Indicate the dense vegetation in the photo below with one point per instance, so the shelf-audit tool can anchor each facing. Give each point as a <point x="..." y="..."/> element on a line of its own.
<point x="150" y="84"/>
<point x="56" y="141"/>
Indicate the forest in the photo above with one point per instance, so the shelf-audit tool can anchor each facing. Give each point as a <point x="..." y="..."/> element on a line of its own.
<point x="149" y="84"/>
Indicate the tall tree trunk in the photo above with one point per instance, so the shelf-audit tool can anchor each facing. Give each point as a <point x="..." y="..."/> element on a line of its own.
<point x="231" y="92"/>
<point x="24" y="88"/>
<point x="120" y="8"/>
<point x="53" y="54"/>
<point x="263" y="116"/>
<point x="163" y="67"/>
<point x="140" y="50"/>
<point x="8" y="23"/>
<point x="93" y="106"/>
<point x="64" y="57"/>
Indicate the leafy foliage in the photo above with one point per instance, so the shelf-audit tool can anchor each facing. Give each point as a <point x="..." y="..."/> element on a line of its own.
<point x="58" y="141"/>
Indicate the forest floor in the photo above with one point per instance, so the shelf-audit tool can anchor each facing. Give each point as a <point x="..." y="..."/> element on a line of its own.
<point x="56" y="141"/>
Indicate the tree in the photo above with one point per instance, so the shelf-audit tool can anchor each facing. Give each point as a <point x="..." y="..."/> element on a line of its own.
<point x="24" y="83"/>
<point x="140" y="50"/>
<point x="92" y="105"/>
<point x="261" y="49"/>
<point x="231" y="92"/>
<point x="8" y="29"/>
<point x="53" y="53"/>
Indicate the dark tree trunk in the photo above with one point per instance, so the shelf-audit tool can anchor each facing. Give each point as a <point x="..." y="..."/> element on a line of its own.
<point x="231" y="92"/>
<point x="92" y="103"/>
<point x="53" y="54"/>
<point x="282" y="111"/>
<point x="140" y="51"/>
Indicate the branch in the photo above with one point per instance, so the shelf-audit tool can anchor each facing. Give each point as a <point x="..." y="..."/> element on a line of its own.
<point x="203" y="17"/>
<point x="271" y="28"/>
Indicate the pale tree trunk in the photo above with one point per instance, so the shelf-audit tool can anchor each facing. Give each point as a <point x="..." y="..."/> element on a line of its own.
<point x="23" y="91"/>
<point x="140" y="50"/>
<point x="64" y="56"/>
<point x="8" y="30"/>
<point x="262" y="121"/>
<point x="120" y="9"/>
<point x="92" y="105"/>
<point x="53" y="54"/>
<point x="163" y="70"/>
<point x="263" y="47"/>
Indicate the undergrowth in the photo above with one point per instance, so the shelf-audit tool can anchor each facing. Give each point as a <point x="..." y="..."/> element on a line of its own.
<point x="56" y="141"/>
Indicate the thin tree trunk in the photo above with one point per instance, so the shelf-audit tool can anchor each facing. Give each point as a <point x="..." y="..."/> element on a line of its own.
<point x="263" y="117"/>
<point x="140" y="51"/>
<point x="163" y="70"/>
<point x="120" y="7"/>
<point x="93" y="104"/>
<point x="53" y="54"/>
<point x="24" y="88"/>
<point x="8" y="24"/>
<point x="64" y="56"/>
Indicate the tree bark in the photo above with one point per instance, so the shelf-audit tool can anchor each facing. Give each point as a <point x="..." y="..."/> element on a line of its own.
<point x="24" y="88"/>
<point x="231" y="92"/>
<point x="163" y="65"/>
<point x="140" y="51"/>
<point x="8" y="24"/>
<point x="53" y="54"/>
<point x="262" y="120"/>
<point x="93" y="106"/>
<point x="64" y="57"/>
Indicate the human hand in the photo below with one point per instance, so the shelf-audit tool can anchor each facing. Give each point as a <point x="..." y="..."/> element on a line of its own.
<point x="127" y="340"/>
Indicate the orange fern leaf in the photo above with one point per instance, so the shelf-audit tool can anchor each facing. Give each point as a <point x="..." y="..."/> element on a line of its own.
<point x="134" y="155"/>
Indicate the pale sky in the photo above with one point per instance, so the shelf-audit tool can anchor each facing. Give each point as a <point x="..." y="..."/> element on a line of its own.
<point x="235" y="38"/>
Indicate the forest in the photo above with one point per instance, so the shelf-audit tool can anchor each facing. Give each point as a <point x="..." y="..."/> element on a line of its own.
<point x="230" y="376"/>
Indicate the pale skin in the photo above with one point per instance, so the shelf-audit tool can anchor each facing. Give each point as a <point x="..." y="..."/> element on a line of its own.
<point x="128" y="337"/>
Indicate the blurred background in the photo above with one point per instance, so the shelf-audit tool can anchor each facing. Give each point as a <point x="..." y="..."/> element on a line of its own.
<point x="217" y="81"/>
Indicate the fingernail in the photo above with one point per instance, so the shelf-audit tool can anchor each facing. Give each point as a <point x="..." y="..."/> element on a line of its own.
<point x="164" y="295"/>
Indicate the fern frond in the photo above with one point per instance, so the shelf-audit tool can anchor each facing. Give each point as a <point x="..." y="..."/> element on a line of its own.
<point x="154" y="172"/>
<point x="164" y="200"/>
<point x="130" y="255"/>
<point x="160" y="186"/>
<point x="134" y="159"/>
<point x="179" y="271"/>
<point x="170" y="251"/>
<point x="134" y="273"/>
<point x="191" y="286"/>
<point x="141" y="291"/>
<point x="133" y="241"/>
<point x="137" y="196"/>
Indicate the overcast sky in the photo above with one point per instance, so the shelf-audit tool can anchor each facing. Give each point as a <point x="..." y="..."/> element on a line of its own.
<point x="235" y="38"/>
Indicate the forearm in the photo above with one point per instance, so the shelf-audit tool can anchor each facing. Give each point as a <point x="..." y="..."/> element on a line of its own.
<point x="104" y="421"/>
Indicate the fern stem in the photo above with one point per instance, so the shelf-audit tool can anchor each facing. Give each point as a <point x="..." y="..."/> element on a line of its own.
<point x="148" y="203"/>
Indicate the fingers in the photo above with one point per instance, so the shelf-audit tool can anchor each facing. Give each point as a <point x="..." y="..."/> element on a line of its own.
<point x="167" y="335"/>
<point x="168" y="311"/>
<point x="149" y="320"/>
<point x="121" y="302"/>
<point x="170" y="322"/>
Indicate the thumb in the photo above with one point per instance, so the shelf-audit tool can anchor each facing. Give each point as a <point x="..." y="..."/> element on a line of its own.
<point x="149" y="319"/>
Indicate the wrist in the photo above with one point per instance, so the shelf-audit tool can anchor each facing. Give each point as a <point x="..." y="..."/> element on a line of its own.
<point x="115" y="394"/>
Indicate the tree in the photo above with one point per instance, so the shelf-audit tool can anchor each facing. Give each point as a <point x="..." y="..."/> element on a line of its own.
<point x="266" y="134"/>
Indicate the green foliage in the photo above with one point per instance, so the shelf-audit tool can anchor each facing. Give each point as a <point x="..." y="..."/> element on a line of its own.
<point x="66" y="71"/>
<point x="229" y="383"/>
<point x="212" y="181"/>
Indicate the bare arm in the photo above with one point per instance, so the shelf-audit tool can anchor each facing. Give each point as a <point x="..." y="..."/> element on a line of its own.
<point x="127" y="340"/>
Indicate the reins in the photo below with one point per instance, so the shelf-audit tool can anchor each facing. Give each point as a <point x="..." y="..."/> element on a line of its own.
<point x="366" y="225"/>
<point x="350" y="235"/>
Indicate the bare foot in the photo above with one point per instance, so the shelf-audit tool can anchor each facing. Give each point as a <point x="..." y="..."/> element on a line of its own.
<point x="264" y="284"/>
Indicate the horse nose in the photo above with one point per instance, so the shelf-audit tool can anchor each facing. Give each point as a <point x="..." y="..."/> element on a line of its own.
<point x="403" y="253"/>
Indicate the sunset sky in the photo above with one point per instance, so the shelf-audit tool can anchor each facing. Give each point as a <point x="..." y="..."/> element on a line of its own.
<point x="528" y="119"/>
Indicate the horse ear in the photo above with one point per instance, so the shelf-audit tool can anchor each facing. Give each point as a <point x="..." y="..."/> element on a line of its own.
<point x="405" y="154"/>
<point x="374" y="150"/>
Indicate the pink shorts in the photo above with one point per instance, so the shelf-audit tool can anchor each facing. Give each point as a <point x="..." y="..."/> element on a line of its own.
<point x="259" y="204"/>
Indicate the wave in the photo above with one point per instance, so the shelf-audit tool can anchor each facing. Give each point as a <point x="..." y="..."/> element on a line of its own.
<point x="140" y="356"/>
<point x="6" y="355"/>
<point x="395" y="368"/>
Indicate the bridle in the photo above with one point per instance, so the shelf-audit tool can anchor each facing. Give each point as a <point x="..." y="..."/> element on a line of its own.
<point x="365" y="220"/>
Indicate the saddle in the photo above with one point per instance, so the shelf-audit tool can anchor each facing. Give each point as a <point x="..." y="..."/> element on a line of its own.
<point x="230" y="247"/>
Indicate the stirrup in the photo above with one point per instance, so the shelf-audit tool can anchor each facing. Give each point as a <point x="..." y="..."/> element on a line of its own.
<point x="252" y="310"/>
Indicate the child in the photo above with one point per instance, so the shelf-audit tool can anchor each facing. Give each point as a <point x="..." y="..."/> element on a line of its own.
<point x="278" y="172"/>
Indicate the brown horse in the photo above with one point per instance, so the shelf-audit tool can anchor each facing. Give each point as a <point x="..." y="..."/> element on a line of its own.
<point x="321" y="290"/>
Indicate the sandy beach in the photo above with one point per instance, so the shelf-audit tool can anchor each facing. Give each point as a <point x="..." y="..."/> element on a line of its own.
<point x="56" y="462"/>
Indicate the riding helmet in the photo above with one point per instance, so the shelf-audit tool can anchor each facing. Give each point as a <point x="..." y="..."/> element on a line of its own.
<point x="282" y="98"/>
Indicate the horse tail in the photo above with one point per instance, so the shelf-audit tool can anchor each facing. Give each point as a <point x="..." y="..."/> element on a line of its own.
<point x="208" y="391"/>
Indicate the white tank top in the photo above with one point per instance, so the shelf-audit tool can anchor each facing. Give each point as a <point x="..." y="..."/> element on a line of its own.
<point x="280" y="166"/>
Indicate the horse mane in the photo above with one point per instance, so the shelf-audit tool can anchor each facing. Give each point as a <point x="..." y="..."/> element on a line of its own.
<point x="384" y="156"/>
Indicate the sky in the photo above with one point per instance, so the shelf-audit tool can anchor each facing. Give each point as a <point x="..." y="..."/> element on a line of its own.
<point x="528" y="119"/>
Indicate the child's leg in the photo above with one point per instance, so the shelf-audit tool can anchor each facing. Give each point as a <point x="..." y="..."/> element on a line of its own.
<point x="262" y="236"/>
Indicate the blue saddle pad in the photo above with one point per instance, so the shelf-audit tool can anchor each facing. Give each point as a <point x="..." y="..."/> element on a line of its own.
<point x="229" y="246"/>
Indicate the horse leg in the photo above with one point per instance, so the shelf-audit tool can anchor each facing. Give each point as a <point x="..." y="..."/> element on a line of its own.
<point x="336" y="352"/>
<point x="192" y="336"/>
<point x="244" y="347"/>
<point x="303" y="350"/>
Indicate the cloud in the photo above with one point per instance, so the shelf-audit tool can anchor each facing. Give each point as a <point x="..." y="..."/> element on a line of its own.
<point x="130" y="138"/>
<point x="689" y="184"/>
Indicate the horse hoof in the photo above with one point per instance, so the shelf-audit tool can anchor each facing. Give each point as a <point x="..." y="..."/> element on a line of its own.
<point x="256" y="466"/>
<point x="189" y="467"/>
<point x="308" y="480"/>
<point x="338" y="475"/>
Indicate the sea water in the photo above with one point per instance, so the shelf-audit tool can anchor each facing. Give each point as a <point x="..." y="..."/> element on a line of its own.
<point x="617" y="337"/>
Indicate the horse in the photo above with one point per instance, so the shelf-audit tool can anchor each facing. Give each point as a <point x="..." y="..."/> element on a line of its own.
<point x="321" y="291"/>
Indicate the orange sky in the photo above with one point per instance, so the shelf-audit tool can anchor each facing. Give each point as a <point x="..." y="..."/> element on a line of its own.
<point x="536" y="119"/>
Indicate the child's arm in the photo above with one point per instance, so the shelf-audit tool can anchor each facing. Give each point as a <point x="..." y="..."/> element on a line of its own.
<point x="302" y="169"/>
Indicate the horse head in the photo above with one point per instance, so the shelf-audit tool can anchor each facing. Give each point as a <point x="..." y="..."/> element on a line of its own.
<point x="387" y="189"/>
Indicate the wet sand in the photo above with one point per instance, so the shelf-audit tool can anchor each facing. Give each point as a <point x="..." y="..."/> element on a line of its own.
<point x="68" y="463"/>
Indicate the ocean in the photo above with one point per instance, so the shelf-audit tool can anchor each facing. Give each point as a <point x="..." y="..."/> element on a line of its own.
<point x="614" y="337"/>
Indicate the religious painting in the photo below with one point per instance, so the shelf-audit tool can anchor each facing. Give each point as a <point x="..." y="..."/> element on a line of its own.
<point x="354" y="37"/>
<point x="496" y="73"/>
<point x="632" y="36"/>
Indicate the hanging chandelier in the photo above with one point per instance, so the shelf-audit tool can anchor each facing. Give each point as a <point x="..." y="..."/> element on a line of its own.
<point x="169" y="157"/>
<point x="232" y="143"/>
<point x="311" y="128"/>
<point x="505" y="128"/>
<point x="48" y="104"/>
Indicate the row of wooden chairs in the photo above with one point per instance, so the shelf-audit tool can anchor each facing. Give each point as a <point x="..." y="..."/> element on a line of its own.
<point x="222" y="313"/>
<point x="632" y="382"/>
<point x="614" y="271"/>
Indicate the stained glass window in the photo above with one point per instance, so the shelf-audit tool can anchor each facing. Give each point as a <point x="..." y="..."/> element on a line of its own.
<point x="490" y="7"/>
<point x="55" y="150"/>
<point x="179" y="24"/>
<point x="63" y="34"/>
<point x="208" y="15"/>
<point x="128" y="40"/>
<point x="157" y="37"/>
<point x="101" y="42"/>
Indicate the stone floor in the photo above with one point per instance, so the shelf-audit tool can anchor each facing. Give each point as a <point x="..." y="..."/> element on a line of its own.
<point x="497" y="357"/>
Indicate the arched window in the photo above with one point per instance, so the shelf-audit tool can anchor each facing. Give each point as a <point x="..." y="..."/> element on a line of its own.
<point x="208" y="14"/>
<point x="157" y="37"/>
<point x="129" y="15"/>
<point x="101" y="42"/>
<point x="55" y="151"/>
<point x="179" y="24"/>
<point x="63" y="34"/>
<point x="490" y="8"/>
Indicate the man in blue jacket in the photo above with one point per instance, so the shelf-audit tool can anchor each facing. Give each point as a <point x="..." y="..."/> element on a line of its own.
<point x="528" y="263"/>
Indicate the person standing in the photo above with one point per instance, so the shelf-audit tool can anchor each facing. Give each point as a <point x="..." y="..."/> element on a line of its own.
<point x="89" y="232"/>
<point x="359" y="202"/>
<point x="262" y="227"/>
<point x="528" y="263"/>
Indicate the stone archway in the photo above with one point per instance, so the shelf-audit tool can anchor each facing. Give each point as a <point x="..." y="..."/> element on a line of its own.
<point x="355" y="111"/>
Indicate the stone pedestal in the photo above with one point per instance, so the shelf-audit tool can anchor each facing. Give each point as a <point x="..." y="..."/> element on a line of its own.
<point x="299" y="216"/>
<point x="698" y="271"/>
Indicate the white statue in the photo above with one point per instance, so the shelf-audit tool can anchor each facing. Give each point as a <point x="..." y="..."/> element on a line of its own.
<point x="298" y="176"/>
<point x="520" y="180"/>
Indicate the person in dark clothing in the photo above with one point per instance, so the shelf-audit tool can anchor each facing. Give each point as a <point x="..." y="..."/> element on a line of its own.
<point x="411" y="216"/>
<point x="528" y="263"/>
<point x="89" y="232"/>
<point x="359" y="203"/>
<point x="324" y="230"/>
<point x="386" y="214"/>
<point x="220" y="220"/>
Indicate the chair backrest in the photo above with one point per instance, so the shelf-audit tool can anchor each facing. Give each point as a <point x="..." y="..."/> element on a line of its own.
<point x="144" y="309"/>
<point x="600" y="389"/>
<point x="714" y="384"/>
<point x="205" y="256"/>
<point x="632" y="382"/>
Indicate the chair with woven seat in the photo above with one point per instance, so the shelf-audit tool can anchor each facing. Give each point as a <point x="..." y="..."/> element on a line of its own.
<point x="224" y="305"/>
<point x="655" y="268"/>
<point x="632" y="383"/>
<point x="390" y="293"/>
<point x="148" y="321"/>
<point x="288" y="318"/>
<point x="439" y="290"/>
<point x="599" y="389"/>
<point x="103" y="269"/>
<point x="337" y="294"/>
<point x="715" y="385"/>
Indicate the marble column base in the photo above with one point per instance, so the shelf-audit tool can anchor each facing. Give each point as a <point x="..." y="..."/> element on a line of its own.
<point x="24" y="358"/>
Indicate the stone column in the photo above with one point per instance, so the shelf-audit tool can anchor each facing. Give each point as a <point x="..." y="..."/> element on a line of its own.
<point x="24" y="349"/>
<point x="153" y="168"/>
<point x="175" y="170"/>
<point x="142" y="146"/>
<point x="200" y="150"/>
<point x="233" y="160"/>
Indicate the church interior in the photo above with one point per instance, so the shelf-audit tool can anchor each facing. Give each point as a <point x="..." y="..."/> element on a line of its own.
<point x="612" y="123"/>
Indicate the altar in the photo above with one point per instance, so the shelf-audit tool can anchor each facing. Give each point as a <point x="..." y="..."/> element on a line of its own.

━━━━

* _WRITTEN INSTRUCTION_:
Each line from the one with "Indicate the chair with" through the last line of the records must be written out word for word. Include nothing else.

* _TASK RESPONSE_:
Indicate the chair with woven seat in the photo above with one point per instance, so the shelf-audit tool can anchor each facing. Give each point as a <point x="..." y="..."/> element on a line of its own.
<point x="224" y="305"/>
<point x="655" y="268"/>
<point x="632" y="383"/>
<point x="390" y="293"/>
<point x="148" y="321"/>
<point x="288" y="318"/>
<point x="439" y="290"/>
<point x="599" y="389"/>
<point x="103" y="269"/>
<point x="337" y="294"/>
<point x="715" y="385"/>
Indicate the marble column base in the photo above with one point per instance, so the shelf-audit tool can anchor each facing. Give each point as a <point x="..." y="..."/> element on a line of its own.
<point x="24" y="358"/>
Indicate the stone column in the photo above with one point per instance, so the shelf-audit tool can anchor each facing. Give each point as a <point x="..." y="..."/> element on a line of its own.
<point x="24" y="349"/>
<point x="153" y="168"/>
<point x="175" y="170"/>
<point x="142" y="146"/>
<point x="200" y="150"/>
<point x="233" y="160"/>
Indicate the church interior in the photo above with one point per instance, so the shelf-audit tool can anchor each facing. Give each point as a <point x="..." y="..."/> element on a line of its own.
<point x="612" y="123"/>
Indicate the altar in the photo above with one point per instance, so the shelf-audit tool can anchor each facing. Give each point as a <point x="..." y="..."/> element on a line of its own.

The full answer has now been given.